**Extrait de page**
■ ■ ■ ■

Après quatre semaines intenses, pendant lesquelles nous ne dormions pas plus d’une heure ou deux par jour, nous sommes enfin rentrés à la maison avec notre petit homme qui prenait du mieux. Eli a cependant développé de l’anxiété et est devenu un enfant plus craintif à la suite de son hospitalisation et des nombreux actes médicaux subis. Aujourd’hui, Eli a des suivis médicaux plus réguliers que les autres enfants de son âge, mais il se porte bien. Il ne pourra jamais faire de sport de compétition ni d’entraînement soutenu, il ne devra jamais fumer ou faire de cholestérol et il sera toujours suivi en cardiologie.

emiilie2Eli et ses parents. Crédit photo : Émilie Morneau-Guérin

Quel est ton plus beau souvenir de voyage avec Eli?

Cet été, nous sommes allés à Montréal pour nos vacances. Nous avons eu beaucoup de plaisir à visiter le Biodôme et le Jardin botanique, de même qu’à flâner dans les boutiques. J’ai apprécié ne pas avoir d’horaire et suivre le rythme d’Eli. Il découvrait ces nouveaux endroits avec intérêt et enthousiasme. J’ai été surprise par sa facilité d’adaptation, et ce, même si le voyage a duré plusieurs jours. En grandissant, il devient plus facile de lui expliquer ce genre de changement dans sa routine et ses craintes (de même que les miennes) diminuent de plus en plus.

Eli, à la conquête du Jardin botanique de MontréalEli, à la conquête du Jardin botanique de Montréal. Crédit photo : Émilie Morneau-Guérin

À ce propos, peux-tu me parler de tes craintes à l’idée de partir à l’étranger avec Eli?

Nous envisageons de partir en voyage à Hawaii cet hiver. Ce qui me stresse particulièrement, c’est que nous serons loin de l’équipe médicale qui connaît bien le cas d’Eli. Or, notre garçon a eu des épisodes de perte de conscience ce printemps et nous avons eu peur que son cœur recommence à faire des siennes. Nous avons dû consulter à Québec en moins de 24 heures. Mais qu’en sera-t-il quand nous serons à des centaines de kilomètres de la maison? C’est particulièrement ce point qui m’angoisse. Pour le reste, Eli est un enfant qui réagit aux changements, en se réveillant en panique de multiples fois pendant la nuit. Je sais qu’avec de la compréhension, de l’amour et de la patience, nous saurons vivre la transition de l’avion et du séjour à Hawaii. Mais c’est un petit stress qui s’ajoute.

As-tu développé des trucs afin de voyager avec Eli?

Jusqu’à présent, nous n’avons pas voyagé à l’extérieur du Québec avec Eli. Lors de nos trajets à Montréal pour ses suivis médicaux, nous avons tout de même développé des techniques qui facilitent nos expériences sur la route. En voici quelques exemples :

  • Je m’assoie à ses côtés, à l’arrière de la voiture, afin de le distraire quand il commence à s’ennuyer.

■ ■ ■ ■

**Enregistrements fournis**
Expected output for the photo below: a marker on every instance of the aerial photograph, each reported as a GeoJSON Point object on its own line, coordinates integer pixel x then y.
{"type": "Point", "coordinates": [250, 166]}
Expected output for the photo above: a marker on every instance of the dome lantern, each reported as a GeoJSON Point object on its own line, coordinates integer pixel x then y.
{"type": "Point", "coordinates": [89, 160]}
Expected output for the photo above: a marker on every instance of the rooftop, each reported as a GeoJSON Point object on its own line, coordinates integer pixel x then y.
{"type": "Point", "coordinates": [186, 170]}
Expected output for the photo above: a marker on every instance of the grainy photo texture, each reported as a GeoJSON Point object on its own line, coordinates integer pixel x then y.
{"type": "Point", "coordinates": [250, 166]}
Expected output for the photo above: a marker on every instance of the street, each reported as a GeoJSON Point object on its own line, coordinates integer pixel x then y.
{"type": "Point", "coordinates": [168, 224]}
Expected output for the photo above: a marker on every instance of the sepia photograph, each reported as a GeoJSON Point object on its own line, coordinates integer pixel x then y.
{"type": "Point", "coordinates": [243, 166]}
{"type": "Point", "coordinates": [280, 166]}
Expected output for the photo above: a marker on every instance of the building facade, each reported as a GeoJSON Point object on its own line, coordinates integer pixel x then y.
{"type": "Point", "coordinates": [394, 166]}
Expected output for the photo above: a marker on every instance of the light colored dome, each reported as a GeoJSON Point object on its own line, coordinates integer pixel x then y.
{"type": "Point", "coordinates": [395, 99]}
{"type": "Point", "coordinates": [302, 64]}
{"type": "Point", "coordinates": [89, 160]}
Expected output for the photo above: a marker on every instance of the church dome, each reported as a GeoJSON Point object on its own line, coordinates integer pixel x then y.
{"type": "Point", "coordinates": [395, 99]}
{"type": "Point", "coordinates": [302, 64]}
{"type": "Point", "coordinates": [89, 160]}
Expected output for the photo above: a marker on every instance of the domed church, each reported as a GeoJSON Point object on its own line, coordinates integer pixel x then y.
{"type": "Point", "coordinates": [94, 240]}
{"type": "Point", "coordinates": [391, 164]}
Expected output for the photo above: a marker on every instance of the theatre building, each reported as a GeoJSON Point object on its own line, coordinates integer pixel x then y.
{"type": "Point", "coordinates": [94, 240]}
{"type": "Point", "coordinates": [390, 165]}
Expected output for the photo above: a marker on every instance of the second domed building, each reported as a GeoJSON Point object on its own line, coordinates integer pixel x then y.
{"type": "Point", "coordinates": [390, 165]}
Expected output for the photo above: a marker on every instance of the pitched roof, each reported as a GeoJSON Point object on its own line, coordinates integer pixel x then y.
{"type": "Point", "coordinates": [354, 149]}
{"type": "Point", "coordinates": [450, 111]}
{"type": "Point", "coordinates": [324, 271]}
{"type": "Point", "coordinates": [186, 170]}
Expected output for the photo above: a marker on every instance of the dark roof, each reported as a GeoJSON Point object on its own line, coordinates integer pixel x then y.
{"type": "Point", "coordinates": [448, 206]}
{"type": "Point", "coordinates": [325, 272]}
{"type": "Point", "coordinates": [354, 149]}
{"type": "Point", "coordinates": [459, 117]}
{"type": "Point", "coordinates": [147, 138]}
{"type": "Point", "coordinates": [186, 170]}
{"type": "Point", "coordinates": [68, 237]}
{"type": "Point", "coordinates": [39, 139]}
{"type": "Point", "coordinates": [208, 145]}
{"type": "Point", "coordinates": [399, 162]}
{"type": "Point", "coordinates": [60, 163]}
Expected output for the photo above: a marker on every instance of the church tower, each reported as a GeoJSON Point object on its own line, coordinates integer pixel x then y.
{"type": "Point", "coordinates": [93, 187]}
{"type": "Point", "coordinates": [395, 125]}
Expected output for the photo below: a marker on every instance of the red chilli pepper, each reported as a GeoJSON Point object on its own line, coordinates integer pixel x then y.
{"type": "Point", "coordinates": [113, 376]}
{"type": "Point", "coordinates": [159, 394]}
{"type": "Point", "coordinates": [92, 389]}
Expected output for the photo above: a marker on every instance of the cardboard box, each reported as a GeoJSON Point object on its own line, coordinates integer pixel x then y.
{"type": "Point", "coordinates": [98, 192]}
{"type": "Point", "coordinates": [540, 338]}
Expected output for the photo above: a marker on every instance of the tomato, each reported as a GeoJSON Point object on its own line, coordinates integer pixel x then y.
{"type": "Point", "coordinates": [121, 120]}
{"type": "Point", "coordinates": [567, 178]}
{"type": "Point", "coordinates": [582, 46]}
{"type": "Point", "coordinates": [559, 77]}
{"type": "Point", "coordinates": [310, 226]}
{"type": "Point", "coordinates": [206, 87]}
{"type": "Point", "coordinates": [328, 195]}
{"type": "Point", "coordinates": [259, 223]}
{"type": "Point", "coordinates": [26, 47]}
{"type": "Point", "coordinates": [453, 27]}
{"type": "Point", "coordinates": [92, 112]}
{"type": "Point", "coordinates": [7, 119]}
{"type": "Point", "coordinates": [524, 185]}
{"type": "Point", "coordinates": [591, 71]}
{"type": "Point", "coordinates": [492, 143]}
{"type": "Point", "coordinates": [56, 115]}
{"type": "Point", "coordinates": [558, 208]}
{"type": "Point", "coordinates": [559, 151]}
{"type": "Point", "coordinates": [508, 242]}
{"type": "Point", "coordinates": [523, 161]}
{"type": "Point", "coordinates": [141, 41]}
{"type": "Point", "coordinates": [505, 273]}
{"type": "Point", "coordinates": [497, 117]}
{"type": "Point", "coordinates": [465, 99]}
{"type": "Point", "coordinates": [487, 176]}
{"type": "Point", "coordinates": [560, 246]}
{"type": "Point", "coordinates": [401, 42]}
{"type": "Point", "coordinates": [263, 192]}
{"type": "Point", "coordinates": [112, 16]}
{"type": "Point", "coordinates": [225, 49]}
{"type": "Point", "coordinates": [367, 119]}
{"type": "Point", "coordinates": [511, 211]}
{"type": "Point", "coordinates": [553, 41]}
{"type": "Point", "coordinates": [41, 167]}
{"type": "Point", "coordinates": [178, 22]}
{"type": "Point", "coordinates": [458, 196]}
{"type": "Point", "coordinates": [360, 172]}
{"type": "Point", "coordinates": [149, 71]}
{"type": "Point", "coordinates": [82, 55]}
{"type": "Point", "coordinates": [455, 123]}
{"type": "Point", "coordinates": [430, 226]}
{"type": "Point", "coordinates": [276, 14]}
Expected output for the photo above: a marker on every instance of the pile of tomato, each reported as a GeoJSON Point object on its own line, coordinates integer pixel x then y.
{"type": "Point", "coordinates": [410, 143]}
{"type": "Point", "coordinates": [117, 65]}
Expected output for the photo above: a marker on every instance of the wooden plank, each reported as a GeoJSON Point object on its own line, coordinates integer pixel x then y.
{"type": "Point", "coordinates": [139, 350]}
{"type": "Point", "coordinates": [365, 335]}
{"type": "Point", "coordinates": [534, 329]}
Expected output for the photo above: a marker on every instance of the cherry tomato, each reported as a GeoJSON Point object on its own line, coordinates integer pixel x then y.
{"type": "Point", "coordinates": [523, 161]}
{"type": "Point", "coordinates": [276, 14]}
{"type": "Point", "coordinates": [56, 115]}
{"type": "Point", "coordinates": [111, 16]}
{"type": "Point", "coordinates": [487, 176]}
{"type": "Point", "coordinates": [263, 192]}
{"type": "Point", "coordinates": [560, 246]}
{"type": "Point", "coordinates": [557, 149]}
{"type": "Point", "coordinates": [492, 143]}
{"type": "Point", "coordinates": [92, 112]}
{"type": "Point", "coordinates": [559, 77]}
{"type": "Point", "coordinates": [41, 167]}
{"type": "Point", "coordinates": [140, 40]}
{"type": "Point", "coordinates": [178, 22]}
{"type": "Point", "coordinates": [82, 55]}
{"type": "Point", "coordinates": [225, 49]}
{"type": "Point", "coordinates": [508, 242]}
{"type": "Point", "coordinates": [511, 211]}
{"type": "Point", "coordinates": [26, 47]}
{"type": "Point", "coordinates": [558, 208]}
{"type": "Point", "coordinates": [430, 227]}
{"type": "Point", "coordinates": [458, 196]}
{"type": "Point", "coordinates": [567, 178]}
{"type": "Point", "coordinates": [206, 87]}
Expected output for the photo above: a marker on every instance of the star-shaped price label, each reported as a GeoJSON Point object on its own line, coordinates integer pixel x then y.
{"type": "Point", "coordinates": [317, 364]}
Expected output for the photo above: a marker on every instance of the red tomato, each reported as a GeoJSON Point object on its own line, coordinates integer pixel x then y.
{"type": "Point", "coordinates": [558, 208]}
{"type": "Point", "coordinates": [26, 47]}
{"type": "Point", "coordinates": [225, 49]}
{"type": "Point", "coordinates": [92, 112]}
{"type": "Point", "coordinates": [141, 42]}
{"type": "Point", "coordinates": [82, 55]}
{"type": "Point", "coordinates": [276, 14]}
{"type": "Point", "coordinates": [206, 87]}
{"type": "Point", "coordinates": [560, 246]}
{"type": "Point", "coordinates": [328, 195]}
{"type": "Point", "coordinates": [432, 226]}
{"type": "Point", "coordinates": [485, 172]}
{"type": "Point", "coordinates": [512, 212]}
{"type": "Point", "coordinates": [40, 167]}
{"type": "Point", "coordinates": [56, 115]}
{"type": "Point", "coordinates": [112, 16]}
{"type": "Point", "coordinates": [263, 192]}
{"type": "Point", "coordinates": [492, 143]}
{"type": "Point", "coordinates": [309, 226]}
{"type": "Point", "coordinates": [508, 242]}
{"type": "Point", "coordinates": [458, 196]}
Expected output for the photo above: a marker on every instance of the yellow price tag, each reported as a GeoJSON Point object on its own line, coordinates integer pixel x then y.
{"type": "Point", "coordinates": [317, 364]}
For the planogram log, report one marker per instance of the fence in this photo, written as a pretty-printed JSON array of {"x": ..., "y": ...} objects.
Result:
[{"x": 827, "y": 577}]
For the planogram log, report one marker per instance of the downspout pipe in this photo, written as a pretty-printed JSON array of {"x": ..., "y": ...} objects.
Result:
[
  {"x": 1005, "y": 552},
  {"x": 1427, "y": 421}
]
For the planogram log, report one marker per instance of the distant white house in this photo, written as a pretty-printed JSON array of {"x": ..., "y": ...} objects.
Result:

■ ■ ■ ■

**Consignes de l'exercice**
1. Recopiez sans aucune modification le passage de l'entretien sur les voyages avec Eli qui va de "Cet été, nous" à "plus en plus.".
2. Traduisez en anglais la phrase suivante de l'entretien sur les voyages avec Eli : « J’ai apprécié ne pas avoir d’horaire et suivre le rythme d’Eli. »
3. Poursuivez l'entretien sur les voyages avec Eli à la suite de sa dernière phrase.

**Réponses par tâche**
1.
Cet été, nous sommes allés à Montréal pour nos vacances. Nous avons eu beaucoup de plaisir à visiter le Biodôme et le Jardin botanique, de même qu’à flâner dans les boutiques. J’ai apprécié ne pas avoir d’horaire et suivre le rythme d’Eli. Il découvrait ces nouveaux endroits avec intérêt et enthousiasme. J’ai été surprise par sa facilité d’adaptation, et ce, même si le voyage a duré plusieurs jours. En grandissant, il devient plus facile de lui expliquer ce genre de changement dans sa routine et ses craintes (de même que les miennes) diminuent de plus en plus.

2. I enjoyed not having a schedule and following Eli's pace.

3.
  • Nous  voyageons au son d’une musique qu’il aime et qui l’apaise pendant le trajet.
  • Nous essayons de ne pas avoir trop d’attentes face au voyage et nous suivons son rythme.
  • Nous repérons à l’avance plusieurs endroits où nous pouvons faire une pause pour manger si bébé le réclame. À cet égard, nous privilégions les restaurants de camionneurs (les trucks-stops). Les serveuses sont heureuses de voir arriver un bébé et elles disposent de plus de temps afin de nous donner un coup de main au besoin.
  • Nous préférons louer un appartement plutôt que d’aller dans les hôtels. Ainsi, nous disposons de plus de place et quand bébé dort, nous pouvons souper tranquillement, regarder la télé ou lire.
  • Nous achetons de nouveaux jouets que nous lui faisons découvrir graduellement, tout au long du trajet, afin de l’amuser et d’éviter qu’il s’ennuie.
  • Nous avons aussi une boîte de jouets qui demeure dans la voiture en permanence. Étant donné qu’Eli les voit moins souvent, il est ravi de les retrouver.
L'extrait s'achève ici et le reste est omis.